Work to do: Repeat the data word for word. Do not include the pictures.

Stored entries
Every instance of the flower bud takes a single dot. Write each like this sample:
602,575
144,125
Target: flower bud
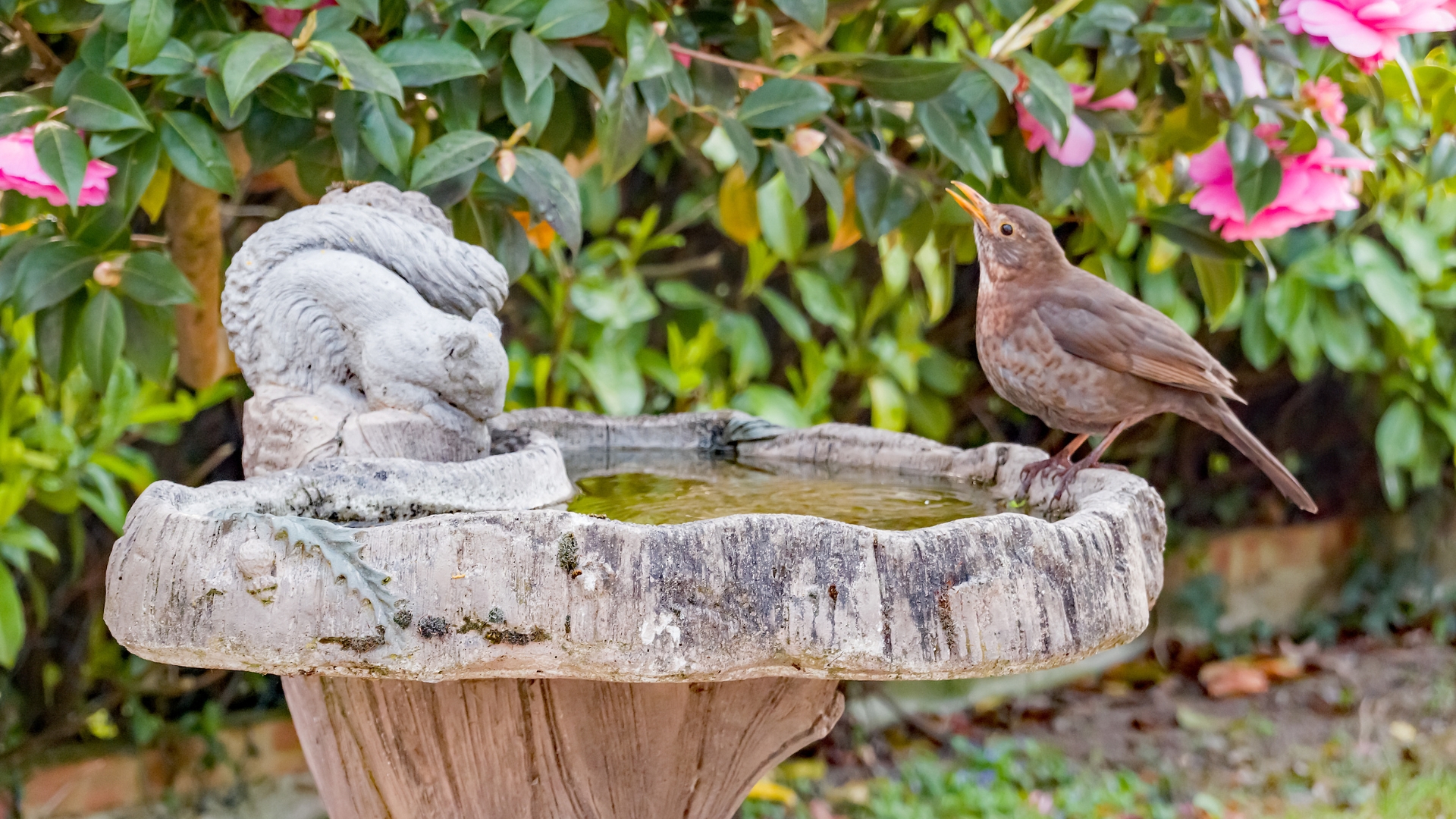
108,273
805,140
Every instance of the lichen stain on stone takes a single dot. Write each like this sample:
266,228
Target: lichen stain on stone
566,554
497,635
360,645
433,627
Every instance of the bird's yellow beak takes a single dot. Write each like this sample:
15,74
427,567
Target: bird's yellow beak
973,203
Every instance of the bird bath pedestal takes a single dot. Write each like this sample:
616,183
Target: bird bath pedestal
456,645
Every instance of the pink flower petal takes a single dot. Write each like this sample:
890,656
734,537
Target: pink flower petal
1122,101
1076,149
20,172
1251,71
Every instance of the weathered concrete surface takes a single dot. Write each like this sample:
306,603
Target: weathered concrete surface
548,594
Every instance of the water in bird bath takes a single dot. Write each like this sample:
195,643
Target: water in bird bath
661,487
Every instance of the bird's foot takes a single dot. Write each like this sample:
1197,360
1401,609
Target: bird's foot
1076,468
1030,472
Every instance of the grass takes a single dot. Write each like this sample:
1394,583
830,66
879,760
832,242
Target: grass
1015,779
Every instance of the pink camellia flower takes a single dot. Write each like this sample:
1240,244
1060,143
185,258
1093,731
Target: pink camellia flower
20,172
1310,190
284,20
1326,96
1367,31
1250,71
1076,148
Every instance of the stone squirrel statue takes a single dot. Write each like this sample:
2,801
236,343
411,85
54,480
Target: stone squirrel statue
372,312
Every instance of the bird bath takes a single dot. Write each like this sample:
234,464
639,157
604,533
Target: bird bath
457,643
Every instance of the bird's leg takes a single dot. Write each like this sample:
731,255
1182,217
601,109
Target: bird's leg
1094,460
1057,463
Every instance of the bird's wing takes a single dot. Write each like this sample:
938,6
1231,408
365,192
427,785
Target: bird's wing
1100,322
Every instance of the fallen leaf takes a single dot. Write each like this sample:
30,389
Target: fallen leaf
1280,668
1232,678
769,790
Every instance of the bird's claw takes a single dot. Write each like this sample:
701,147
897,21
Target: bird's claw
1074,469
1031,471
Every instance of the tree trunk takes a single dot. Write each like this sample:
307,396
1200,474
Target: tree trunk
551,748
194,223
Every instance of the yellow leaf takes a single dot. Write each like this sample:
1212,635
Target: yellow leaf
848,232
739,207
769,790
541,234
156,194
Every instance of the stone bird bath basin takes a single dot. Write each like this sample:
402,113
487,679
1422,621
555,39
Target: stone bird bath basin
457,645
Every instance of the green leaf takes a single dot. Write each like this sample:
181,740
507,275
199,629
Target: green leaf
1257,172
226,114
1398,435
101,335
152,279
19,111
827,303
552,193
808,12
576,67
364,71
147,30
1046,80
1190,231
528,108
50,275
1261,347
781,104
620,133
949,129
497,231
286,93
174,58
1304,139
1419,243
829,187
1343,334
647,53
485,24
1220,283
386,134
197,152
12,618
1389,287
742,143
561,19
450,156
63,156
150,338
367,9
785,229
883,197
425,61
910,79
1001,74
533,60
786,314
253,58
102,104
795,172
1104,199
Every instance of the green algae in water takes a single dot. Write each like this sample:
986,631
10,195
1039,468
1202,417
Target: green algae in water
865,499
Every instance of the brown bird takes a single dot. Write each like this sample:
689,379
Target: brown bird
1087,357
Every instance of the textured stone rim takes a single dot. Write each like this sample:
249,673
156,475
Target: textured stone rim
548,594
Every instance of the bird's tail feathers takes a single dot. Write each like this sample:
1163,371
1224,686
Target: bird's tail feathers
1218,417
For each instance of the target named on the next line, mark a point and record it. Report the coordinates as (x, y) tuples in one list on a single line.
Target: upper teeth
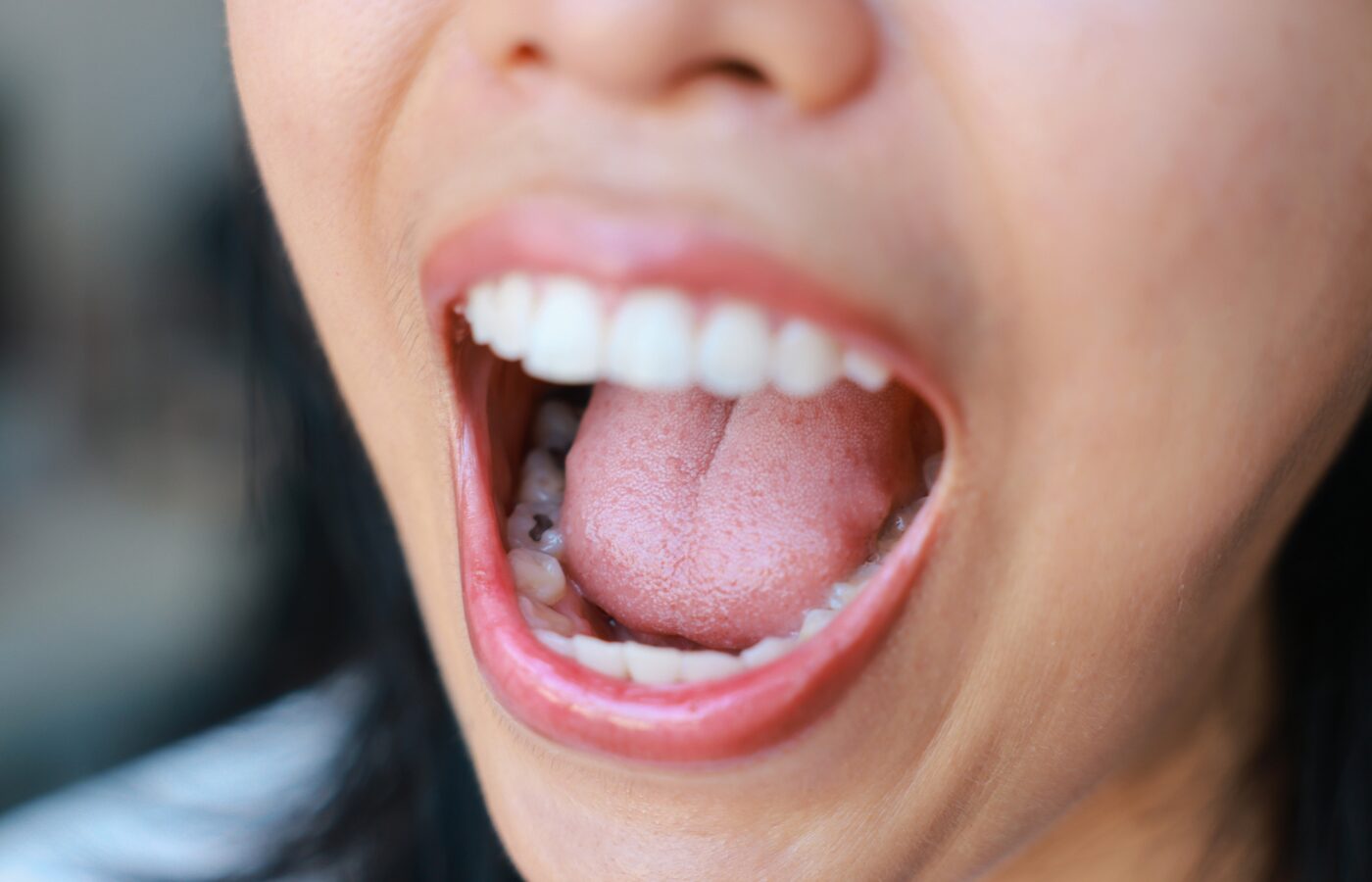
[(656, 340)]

The completed task:
Every instance of the flower bud takes a single dot. Write each like this sample:
602,575
144,125
Target: flower bud
108,273
805,140
Every instance of the lichen stain on stone takes a single dot. Write each like this sample:
266,228
Target: lichen stain on stone
566,554
497,635
360,645
433,627
Every instance of the bird's yellow beak takes a single dot. Write each like this sample:
15,74
427,567
Target: bird's yellow beak
973,203
Every instance of the bird bath pedestal takes a single dot. Write each like this sample:
616,183
Target: bird bath pedestal
456,645
Every instance of the pink flower petal takes a single dot. Write each like this sample:
890,656
734,537
Target: pink flower petal
1122,101
1076,149
20,172
1251,71
Every instance of the weathered concrete surface takes a single dot. Write each like this sample:
306,603
Target: weathered concrete surface
548,594
Every instance of the water in bird bath takes a single dot. Write each like this sample:
195,643
Target: water in bird bath
661,487
Every instance of the bird's foot takes a single dot. Write each like this sample:
1197,360
1401,609
Target: bird's foot
1076,468
1030,472
Every instance of the grass takes a single dot. Write each like this sample:
1394,583
830,66
879,760
832,242
Target: grass
1015,779
Every instance of the pink camellia flower takes a single dot. Write each like this sample:
1240,244
1060,143
185,258
1093,731
Target: pink camellia flower
20,172
1310,190
284,20
1326,96
1367,31
1250,71
1076,148
Every instance of the stone squirrel statue takes a single dot. Write each like this sample:
2,801
236,343
411,85
54,480
Target: stone squirrel statue
372,312
Every instance of the bird bath takes a single dot. Write each like this sample:
234,464
639,157
604,533
Target: bird bath
457,643
Every instance of the bird's leg takes a single dot. Write each like this sample:
731,255
1182,217
601,109
Target: bird's leg
1094,460
1057,463
Every instance of the bird's wing takes a single dot. Write each like this sample:
938,6
1231,408
365,192
427,785
Target: bird's wing
1100,322
Every instance of the fallen leaf takes a single dot. Write each like this sample:
30,389
Target: fallen leaf
1280,668
1232,678
769,790
Every instance of the bird's claw takes a single dot. Write each like this sample:
701,147
897,21
Target: bird's claw
1074,469
1031,471
Every instance of the tree trunk takes a single dot. Write each like this sample:
307,396
1200,474
Target: tree trunk
551,748
194,223
Every instance of the yellow leaf takes a single dot. Write each like this sample:
1212,635
Target: yellow leaf
848,232
739,207
769,790
541,234
156,194
Every instance of the stone bird bath basin takes a single dot. Write each like this sample:
402,113
487,679
1422,621
555,39
Target: stone bird bath basin
457,645
Every instance of the green leaf takes a single dot. Write each like this sample:
181,740
507,275
199,629
Target: green leaf
1257,172
226,114
1398,435
101,335
152,279
19,111
827,303
552,193
808,12
576,67
364,71
147,30
1046,80
1190,231
528,108
50,275
1261,347
781,104
620,133
949,129
497,231
286,93
174,58
1304,139
1419,243
829,187
1343,334
647,53
485,24
1220,283
386,134
197,152
12,618
1389,287
742,143
561,19
450,156
63,156
150,338
367,9
785,229
883,197
425,61
910,79
1001,74
533,60
786,314
253,58
102,104
795,172
1104,199
Every instance of the green algae in water takes a single dot. Write each like this sample:
986,631
10,195
1039,468
1202,417
Target: green algae in water
865,499
Every instance of the brown bird takes a single dot. Write each like this sample:
689,379
Target: brown bird
1087,357
Every instance of the textured stone rim takes a single dot. Write each like this sample:
249,673
156,475
Target: textured stone rim
548,594
Every instance of the bird's tail feathers takes a single dot. Write each like this sample:
1163,371
1224,686
Target: bird's tail feathers
1218,417
For each instance of the target named on the next line, mark a point and record it. Report the coordinates as (x, y) tuples in one list on a single line.
Target: upper teeth
[(656, 340)]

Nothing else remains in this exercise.